─── GIVEN PASSAGE

We account for income taxes using the asset and liability method. Under this method, deferred income tax assets and liabilities are determined based on differences between the financial reporting and tax basis of assets and liabilities and are measured using the enacted tax rates and laws that will be in effect when the differences are expected to be recovered or settled. Deferred tax assets are reduced by a valuation allowance if, based on the weight of available evidence, it is more likely than not that some portion or all of the deferred tax assets will not be realized. The Company is subject to franchise tax obligations in Kansas. 

F-17
 

 

 Cash and Cash Equivalents

 

For purposes of the statement of cash flows, cash and cash equivalents include cash and all debt securities with an original maturity of 90 days or less.

Revenue and Cost Recognition

 The Company uses the sales method to account for sales of crude oil and natural gas. Under this method, revenues are recognized based on actual volumes of oil and gas sold to purchasers. The volumes sold may differ from the volumes to which the Company is entitled based on the interest in the properties. These differences create imbalances which are recognized as a liability only when the imbalance exceeds the estimate of remaining reserves. Costs associated with production are expensed in the period incurred. The Company recognizes well remediation revenues when the services are complete and accepted by the customer.

 Stock-Based Compensation

 The Company follows the provisions of ASC 718, “Share-Based Payment.” which requires all share-based payments to employees, including grants of employee stock options, to be recognized in the income statement based on their grant-date fair values.  The Company uses the Black-Scholes pricing model for determining the fair value of stock based compensation.

──────
─── RECORDS PROVIDED

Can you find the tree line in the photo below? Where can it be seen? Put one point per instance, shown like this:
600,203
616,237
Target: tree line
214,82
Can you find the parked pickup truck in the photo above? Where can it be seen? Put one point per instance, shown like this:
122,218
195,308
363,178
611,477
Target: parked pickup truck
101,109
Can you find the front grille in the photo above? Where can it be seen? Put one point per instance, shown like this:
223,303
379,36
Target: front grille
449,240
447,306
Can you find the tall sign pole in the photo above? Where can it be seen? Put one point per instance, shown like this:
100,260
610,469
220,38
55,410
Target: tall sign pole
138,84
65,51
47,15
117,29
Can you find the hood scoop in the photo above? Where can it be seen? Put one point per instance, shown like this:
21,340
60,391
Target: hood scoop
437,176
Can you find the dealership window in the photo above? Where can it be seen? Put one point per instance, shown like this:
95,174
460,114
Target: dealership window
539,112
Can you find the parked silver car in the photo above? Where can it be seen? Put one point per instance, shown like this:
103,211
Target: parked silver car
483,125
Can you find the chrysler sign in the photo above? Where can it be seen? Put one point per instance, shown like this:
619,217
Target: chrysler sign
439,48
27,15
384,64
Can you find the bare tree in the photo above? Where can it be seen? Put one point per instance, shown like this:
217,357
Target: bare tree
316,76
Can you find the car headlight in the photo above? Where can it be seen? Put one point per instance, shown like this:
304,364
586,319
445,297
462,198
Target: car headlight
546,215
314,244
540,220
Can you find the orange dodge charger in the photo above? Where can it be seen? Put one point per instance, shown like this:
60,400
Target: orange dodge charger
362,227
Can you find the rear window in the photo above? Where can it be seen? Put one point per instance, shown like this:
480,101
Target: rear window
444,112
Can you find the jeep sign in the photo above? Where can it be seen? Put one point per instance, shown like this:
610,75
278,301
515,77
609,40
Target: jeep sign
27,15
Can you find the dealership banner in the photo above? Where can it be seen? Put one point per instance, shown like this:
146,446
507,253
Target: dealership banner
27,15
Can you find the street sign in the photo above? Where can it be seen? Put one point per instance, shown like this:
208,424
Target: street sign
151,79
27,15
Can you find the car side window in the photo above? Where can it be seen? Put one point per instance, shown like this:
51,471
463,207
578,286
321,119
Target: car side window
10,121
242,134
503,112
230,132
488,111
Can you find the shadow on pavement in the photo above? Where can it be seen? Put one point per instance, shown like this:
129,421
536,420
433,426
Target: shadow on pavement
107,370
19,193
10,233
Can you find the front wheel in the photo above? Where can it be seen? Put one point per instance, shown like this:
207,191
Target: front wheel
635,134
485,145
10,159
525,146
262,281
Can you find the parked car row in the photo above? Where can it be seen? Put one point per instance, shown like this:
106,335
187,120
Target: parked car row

──────

__PROBLEM SET__
A) What is the Spanish translation of this sentence from the accounting policy notes: "For purposes of the statement of cash flows, cash and cash equivalents include cash and all debt securities with an original maturity of 90 days or less."
B) Could you extend the accounting policy notes past their last sentence?

__ANSWERS FOR THIS EXERCISE__
A) A efectos del estado de flujos de efectivo, el efectivo y los equivalentes de efectivo incluyen el efectivo y todos los títulos de deuda con un vencimiento original de 90 días o menos.

B)
 We account for non-employee share-based awards based upon ASC 505-50, “Equity-Based Payments to Non-Employees.”  ASC 505-50 requires the costs of goods and services received in exchange for an award of equity instruments to be recognized using the fair value of the goods and services or the fair value of the equity award, whichever is more reliably measurable. The fair value of the equity award is determined on the measurement date, which is the earlier of the date that a performance commitment is reached or the date that performance is complete.  Generally, our awards do not entail performance commitments.  When an award vests over time such that performance occurs over multiple reporting periods, we estimate the fair value of the award as of the end of each reporting period and recognize an appropriate portion of the cost based on the fair value on that date.  When the award vests, we adjust the cost previously recognized so that the cost ultimately recognized is equivalent to the fair value on the date the performance is complete.

We recognize the cost associated with share-based awards that have a graded vesting schedule on a straight-line basis over the requisite service period of the entire award.

New Accounting Pronouncements

Management has considered all recent accounting pronouncements issued since the last audit of our financial statements. The Company’s management believes that these recent pronouncements will not have a material effect on the Company’s financial statements.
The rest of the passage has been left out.